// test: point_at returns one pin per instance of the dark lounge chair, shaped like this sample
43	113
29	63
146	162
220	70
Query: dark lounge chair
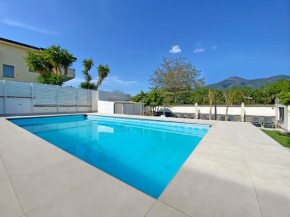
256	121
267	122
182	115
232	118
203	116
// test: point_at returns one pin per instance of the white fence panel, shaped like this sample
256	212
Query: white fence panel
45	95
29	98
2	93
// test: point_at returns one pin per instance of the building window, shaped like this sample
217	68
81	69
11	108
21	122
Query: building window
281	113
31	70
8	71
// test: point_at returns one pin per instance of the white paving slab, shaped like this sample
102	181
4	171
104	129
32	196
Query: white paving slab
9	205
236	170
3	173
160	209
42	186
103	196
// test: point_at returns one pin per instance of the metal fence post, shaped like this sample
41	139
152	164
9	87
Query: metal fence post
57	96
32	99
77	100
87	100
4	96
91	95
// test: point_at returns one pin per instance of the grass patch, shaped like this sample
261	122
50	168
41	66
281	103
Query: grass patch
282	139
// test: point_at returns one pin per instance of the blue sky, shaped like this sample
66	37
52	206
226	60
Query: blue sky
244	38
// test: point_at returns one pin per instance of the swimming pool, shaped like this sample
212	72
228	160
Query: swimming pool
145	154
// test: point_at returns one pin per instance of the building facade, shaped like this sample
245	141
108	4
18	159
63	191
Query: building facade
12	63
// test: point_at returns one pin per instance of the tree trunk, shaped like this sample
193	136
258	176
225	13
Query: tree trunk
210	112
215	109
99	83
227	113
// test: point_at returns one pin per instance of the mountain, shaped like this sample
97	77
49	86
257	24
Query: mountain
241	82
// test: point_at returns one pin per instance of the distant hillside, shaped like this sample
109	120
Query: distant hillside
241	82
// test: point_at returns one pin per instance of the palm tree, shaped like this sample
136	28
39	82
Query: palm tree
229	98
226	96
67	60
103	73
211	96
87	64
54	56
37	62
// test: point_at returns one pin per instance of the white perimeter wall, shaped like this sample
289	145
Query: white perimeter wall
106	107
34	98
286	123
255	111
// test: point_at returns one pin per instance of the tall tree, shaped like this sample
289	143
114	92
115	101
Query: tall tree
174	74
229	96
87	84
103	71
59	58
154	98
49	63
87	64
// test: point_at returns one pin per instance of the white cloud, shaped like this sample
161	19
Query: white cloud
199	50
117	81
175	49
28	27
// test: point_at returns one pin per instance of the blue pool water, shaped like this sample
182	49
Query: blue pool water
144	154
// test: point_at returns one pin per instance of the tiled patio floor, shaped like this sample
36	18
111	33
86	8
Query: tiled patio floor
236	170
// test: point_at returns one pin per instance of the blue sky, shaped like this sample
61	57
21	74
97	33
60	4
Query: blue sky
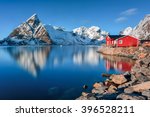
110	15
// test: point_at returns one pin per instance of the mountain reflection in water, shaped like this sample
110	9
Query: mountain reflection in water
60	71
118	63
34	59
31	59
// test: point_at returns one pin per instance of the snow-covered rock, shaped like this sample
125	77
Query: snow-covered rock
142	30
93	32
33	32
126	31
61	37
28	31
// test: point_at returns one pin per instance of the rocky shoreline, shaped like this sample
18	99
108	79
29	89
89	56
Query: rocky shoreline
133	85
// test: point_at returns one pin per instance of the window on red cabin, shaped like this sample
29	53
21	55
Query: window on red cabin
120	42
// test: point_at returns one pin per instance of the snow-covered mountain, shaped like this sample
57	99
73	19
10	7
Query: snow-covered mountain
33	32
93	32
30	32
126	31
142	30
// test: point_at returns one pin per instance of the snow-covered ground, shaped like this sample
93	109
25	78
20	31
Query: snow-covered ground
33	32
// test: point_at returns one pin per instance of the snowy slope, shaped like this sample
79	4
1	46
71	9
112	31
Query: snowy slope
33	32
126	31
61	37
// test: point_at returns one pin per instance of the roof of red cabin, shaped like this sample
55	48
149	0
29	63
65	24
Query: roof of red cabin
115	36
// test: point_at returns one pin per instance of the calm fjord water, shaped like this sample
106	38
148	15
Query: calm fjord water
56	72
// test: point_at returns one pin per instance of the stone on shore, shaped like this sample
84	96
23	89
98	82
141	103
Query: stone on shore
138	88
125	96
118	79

==

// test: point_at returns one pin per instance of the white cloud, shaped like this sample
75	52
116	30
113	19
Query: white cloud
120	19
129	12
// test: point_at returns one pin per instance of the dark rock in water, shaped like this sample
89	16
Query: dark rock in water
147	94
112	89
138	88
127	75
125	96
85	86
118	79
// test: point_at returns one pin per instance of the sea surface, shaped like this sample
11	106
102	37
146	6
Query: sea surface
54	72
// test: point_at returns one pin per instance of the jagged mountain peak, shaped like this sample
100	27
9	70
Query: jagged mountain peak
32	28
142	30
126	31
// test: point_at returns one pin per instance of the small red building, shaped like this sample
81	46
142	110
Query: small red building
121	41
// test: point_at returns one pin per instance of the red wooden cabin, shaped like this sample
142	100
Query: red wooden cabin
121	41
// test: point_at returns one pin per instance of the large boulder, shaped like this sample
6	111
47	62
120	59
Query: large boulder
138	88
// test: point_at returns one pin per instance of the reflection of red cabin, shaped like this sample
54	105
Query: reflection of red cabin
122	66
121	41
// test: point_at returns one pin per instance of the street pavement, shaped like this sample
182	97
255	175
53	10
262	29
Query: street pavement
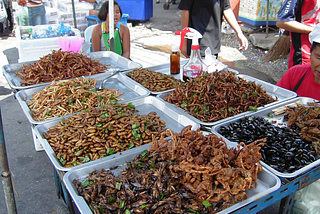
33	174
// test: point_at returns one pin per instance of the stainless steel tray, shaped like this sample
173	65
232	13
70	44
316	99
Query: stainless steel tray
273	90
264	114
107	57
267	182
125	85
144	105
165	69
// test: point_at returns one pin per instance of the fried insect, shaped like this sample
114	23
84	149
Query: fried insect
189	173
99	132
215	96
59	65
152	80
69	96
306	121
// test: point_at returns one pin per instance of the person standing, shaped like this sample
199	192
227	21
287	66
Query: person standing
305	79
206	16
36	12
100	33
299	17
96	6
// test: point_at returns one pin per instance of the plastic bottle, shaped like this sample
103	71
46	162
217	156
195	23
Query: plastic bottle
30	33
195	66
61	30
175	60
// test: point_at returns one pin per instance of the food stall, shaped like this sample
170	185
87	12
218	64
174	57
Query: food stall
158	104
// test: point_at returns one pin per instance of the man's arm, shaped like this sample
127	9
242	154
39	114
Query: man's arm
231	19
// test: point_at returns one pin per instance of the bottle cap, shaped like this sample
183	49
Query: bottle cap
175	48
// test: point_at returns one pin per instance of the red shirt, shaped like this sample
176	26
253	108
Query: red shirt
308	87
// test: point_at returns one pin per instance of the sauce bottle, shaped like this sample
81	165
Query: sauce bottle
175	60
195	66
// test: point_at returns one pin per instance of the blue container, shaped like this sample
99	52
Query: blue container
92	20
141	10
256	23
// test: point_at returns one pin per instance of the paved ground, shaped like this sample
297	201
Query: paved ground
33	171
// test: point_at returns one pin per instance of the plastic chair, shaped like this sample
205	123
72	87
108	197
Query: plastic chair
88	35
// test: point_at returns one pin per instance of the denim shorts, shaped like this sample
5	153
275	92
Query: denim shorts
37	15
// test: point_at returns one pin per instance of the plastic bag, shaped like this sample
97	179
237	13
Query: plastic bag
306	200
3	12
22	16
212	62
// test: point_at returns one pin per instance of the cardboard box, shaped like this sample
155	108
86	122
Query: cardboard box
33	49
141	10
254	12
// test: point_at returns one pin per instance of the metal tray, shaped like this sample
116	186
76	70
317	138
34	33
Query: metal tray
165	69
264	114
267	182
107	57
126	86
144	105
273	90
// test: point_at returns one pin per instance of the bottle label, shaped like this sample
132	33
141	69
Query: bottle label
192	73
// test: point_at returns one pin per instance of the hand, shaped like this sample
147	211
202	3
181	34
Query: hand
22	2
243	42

:: Directions for this task ::
Word for word, restate the lines of the data above that fall between the line holding "Query: building facade" and the line holding "wall, shaped like this sample", inclusive, and no other lines.

:: Answer box ::
Query: building facade
12	63
// test: point_at returns one pin per instance of the tree trunk, shaped like this sample
193	136
258	176
225	13
Query: tree trunk
210	112
215	109
99	83
227	113
// test: point_at returns one pin per instance of the mountain, shaped like this sample
97	77
49	86
257	24
Query: mountain
241	82
// test: point_at returns one pin per instance of the distant hillside, shaped like this sample
109	120
Query: distant hillside
241	82
// test: point_at returns one pin per instance of the palm tree, shaped like this sample
136	28
39	82
Query: palm tree
229	98
226	96
67	60
103	73
211	96
87	64
54	56
37	62
// test: point_at returns one pin per instance of the white perimeter wall, shaped like this sample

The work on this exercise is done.